Exercise objective >> Write out, from the entries below, exactly the lines that run between the lines holding "Target: ceiling fan light kit" and "In this exercise you will find the window in", inclusive, and stop there.

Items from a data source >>
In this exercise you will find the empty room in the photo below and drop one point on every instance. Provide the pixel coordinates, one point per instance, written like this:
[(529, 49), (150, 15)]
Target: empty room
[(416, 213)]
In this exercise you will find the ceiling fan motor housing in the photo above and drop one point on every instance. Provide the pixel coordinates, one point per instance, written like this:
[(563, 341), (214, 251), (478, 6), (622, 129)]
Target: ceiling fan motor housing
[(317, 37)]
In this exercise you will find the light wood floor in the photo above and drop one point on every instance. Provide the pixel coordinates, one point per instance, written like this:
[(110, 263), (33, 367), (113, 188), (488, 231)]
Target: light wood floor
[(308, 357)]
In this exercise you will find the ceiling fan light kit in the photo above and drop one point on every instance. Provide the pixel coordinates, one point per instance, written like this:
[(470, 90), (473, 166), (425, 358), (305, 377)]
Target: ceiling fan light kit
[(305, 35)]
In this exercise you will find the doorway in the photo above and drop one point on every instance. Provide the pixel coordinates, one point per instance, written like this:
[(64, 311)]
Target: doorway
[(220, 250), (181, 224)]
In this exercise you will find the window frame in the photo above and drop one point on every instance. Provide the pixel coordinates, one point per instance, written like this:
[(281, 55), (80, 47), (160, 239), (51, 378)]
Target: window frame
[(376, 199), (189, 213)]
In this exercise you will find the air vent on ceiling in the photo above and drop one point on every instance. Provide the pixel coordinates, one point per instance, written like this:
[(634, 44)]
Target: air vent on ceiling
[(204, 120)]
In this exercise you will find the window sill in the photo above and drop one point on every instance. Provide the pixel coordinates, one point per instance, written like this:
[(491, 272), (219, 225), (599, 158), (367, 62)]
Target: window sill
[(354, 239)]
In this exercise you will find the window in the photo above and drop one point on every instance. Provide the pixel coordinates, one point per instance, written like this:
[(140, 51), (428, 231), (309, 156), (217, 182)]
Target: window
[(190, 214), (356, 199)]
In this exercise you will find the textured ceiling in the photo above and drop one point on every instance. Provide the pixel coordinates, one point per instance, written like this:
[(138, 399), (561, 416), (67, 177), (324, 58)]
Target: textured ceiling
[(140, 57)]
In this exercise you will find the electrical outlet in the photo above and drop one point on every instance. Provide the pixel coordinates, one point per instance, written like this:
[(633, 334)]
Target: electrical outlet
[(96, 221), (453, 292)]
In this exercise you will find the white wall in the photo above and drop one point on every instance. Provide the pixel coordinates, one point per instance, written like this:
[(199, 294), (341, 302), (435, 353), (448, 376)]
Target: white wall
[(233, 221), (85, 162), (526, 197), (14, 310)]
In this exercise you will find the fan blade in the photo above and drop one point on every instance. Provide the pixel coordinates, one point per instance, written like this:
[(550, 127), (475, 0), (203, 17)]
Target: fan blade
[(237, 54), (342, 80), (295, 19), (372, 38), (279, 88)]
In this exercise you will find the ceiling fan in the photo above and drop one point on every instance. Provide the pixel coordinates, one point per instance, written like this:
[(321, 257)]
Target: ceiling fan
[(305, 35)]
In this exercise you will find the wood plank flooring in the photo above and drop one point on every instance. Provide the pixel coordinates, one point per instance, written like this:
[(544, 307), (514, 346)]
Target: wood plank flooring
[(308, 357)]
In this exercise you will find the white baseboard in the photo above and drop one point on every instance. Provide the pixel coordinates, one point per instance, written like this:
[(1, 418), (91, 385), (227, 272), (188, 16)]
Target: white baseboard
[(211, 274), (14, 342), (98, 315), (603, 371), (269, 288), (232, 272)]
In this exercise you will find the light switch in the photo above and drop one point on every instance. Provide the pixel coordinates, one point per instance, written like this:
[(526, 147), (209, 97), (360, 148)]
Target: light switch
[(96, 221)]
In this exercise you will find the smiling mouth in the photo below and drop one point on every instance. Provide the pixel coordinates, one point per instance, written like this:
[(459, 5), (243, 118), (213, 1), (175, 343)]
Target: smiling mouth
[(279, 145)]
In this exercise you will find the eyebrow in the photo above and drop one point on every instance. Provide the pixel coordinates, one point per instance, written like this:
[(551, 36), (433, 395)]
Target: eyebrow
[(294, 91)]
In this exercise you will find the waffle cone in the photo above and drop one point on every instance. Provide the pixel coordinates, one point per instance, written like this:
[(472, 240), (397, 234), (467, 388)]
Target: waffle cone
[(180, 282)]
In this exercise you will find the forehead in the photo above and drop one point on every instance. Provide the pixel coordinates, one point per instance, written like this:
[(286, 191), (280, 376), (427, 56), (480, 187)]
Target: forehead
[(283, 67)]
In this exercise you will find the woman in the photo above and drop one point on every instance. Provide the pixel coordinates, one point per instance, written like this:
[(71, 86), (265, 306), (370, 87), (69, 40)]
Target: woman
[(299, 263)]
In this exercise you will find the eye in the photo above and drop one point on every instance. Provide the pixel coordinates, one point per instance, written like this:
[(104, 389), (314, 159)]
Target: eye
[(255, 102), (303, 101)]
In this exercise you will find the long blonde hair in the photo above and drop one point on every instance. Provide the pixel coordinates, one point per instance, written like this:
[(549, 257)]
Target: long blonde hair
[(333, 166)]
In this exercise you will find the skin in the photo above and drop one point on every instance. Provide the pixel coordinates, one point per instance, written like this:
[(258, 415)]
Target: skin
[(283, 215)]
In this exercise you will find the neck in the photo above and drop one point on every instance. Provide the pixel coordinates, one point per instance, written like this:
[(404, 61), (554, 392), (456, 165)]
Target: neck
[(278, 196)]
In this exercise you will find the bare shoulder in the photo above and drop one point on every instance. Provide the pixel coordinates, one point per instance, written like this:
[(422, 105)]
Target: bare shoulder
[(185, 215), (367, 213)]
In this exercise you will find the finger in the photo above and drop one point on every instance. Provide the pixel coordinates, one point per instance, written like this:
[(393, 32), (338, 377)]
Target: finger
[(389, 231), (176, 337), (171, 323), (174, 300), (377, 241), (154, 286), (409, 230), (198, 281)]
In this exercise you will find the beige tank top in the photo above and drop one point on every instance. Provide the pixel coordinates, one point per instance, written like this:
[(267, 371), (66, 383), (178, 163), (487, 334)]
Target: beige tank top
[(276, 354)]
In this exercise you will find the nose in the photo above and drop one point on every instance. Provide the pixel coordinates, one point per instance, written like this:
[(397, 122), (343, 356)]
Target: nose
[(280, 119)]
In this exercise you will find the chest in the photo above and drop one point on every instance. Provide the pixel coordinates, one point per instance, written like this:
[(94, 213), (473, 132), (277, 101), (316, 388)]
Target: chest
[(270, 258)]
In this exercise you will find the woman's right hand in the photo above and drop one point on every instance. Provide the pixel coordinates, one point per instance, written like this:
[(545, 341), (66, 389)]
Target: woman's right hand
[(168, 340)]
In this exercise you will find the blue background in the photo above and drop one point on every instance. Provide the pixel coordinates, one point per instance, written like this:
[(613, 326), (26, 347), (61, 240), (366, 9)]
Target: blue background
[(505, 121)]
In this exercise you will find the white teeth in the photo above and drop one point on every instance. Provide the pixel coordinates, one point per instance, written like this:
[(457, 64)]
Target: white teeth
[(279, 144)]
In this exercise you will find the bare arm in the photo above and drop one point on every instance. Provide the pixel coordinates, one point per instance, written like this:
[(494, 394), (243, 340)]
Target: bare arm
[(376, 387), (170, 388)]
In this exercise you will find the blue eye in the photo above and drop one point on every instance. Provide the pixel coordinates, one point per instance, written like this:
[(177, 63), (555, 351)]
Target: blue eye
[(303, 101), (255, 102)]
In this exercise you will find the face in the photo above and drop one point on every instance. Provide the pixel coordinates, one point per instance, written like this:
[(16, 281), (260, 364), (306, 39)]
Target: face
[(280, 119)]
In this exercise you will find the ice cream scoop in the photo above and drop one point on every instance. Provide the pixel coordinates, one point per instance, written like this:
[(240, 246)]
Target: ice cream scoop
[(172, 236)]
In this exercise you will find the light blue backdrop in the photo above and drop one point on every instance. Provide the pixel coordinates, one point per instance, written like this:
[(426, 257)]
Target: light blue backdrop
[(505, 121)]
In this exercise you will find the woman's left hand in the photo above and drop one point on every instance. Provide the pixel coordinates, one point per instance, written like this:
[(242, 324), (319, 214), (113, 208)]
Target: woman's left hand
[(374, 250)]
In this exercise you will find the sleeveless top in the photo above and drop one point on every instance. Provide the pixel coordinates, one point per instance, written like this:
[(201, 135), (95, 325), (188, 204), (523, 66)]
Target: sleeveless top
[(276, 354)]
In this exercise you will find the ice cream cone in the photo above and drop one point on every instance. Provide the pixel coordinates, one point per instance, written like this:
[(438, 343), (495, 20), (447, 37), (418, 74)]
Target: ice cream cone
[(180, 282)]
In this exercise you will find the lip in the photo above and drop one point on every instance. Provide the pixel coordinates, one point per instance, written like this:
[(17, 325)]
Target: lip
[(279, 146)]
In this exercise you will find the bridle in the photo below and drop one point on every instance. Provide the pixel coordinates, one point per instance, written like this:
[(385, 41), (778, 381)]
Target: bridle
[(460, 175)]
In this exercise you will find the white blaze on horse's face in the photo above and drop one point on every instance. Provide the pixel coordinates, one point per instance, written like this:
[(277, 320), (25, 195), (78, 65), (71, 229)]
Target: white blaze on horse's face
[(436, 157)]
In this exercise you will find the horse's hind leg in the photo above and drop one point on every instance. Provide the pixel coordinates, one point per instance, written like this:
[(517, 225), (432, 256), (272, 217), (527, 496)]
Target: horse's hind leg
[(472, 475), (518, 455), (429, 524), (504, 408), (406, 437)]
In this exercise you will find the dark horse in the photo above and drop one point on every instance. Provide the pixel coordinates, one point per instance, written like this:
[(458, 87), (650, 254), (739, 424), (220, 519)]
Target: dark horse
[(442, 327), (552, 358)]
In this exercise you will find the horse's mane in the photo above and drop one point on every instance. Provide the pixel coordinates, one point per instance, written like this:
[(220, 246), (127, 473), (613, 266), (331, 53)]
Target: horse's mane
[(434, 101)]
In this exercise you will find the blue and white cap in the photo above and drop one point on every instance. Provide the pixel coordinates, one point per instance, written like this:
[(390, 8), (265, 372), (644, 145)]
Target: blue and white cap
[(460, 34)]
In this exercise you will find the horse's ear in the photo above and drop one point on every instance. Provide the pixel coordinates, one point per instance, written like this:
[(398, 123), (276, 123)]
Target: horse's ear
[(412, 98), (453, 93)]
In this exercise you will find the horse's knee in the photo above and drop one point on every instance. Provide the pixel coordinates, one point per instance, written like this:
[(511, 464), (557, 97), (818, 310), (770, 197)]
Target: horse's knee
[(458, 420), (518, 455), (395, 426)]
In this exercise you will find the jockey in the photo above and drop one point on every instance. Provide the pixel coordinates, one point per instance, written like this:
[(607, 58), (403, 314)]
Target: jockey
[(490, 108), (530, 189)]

Response >>
Target: ceiling fan light kit
[(305, 35)]
In this exercise you will find the doorway in the photo above and drop one point on every instance. Provide the pixel coordinates, one point per instance, written like this:
[(64, 311)]
Target: doorway
[(220, 250), (181, 224)]
In this exercise you will find the window frame in the photo above and drop one point on every instance. Provide the pixel coordinates, one point per instance, written like this:
[(281, 55), (80, 47), (160, 239), (51, 378)]
Target: window frame
[(376, 199), (189, 213)]
In this exercise you will find the air vent on ceiling in the photo above and drop one point on every instance. Provide the pixel coordinates, one point per instance, written like this:
[(634, 44)]
Target: air vent on ceiling
[(204, 120)]
In this exercise you will find the window sill in the photo above and drop one point on every instance. Provide the pixel coordinates, one point per instance, written like this:
[(491, 272), (219, 225), (599, 158), (367, 62)]
Target: window sill
[(354, 239)]
In this exercise you will find the window in the photo above and drop one point on every instance. Provide the pixel coordinates, one point per instance, written like this:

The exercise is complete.